Vent’anni di seconda repubblica hanno prostrato Paese, partiti ed elettori.
Gli unici ad aver visto crescere il proprio tenore di vita sono stati quelli della casta.
Senatori e deputati nominati da una mezza dozzina di capi-partito non hanno neppure dovuto sostenere costi e fatiche per occupare uno scranno a Palazzo Madama o a Montecitorio.
Bastava trovare un leader che li nominasse.
A quel punto era fatta, senza mettere in conto neanche un briciolo di gratitudine (quanti cambi di casacca in queste legislature!) a chi li aveva catapultati sull’Olimpo.
Una volta lì, dacci dentro coi benefit ed i rimborsi, che una manna del genere non tornerà mai più.
Infatti, tra breve, tutti a casa.
Così viene spontaneo chiedersi, non era meglio quando si stava peggio?
Il crepuscolo democristiano non era comunque una fulgida luce rispetto al baratro dell’attuale politica?

Cosa si richiede: Cita dal brano sulla seconda repubblica tutto il passo che va da "Vent’anni di seconda" giù fino a "tutti a casa.".

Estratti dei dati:
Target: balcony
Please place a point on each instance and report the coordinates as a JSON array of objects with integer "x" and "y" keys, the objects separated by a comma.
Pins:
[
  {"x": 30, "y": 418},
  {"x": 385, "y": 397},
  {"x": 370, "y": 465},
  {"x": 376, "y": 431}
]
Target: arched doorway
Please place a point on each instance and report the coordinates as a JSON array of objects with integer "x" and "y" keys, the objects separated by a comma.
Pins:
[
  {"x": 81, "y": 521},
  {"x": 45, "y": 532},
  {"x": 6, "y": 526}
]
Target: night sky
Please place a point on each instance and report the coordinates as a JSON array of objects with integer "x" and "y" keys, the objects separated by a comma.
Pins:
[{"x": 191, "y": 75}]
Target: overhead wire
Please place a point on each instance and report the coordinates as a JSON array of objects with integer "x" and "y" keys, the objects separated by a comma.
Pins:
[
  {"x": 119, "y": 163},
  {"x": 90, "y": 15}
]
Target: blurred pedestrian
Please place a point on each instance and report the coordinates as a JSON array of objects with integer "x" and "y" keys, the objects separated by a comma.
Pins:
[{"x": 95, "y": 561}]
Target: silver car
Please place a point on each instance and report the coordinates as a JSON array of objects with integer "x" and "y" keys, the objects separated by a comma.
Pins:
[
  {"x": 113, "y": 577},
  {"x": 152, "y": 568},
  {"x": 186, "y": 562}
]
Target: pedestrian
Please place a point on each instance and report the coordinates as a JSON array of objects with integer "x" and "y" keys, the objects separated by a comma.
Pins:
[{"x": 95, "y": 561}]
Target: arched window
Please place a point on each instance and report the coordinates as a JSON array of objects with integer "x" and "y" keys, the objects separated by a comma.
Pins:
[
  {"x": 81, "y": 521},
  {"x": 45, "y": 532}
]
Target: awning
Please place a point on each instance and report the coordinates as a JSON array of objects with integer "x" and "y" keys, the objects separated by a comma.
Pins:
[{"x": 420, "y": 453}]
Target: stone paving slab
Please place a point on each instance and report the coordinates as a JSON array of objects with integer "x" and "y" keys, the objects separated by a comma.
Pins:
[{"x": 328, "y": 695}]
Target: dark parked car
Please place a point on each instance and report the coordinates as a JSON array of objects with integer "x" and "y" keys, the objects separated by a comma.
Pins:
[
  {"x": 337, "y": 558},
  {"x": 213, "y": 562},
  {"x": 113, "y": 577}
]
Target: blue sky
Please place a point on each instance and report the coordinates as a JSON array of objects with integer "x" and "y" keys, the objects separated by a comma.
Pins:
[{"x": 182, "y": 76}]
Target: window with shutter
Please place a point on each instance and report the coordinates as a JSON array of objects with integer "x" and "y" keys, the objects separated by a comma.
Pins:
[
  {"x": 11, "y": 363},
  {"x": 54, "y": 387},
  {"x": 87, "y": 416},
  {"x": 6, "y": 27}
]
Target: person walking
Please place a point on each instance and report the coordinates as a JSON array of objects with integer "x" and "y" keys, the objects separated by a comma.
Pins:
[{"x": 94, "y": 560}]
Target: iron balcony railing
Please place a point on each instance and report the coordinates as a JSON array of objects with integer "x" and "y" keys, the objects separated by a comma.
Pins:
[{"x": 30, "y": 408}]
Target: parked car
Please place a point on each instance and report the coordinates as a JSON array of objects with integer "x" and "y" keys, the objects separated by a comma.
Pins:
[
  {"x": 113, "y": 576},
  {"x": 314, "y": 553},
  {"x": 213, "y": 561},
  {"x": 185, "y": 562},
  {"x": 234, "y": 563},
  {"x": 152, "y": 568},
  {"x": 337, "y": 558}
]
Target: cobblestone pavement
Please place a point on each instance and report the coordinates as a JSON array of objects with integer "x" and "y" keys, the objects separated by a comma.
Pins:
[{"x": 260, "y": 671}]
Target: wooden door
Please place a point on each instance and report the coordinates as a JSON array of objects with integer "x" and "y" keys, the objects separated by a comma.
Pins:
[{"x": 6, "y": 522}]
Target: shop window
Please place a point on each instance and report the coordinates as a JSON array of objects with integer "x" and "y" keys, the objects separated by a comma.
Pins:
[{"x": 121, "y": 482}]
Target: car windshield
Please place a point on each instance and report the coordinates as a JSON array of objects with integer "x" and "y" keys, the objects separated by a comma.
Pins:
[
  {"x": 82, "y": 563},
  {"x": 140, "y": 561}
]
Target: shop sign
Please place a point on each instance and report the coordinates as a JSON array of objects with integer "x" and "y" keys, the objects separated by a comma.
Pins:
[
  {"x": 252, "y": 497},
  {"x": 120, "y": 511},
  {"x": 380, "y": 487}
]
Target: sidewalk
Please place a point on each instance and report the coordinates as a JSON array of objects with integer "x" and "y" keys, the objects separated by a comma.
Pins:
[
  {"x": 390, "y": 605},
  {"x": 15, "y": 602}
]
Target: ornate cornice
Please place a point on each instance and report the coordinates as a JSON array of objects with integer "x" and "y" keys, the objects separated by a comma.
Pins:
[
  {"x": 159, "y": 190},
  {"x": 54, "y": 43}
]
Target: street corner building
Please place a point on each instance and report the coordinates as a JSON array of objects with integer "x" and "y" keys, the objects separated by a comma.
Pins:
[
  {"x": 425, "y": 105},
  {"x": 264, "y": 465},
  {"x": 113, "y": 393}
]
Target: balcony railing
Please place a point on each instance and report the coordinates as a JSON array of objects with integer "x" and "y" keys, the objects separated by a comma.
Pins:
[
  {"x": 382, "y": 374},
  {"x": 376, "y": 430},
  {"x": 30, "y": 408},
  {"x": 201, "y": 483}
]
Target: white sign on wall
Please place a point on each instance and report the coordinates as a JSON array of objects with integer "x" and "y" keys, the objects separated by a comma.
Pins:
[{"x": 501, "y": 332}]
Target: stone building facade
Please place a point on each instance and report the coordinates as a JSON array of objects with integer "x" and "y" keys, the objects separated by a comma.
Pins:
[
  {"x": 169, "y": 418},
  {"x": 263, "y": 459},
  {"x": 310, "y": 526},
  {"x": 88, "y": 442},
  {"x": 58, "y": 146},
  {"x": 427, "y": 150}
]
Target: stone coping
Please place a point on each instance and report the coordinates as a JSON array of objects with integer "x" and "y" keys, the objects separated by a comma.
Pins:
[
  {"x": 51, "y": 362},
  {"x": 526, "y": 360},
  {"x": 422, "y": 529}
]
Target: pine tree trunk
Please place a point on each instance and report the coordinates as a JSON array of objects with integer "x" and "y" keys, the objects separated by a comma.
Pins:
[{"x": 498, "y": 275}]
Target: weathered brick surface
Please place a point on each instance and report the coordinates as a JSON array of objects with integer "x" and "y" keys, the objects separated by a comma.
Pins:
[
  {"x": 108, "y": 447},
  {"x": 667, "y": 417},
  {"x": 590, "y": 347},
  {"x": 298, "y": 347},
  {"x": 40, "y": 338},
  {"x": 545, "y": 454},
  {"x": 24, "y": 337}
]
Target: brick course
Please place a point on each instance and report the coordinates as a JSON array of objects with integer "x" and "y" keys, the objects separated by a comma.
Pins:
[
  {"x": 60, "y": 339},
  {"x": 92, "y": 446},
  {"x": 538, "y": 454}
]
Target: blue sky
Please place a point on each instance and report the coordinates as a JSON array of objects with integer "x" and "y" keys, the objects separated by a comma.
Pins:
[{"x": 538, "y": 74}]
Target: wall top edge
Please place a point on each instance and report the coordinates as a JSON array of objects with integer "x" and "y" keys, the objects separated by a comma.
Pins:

Soluzione scritta:
Vent’anni di seconda repubblica hanno prostrato Paese, partiti ed elettori.
Gli unici ad aver visto crescere il proprio tenore di vita sono stati quelli della casta.
Senatori e deputati nominati da una mezza dozzina di capi-partito non hanno neppure dovuto sostenere costi e fatiche per occupare uno scranno a Palazzo Madama o a Montecitorio.
Bastava trovare un leader che li nominasse.
A quel punto era fatta, senza mettere in conto neanche un briciolo di gratitudine (quanti cambi di casacca in queste legislature!) a chi li aveva catapultati sull’Olimpo.
Una volta lì, dacci dentro coi benefit ed i rimborsi, che una manna del genere non tornerà mai più.
Infatti, tra breve, tutti a casa.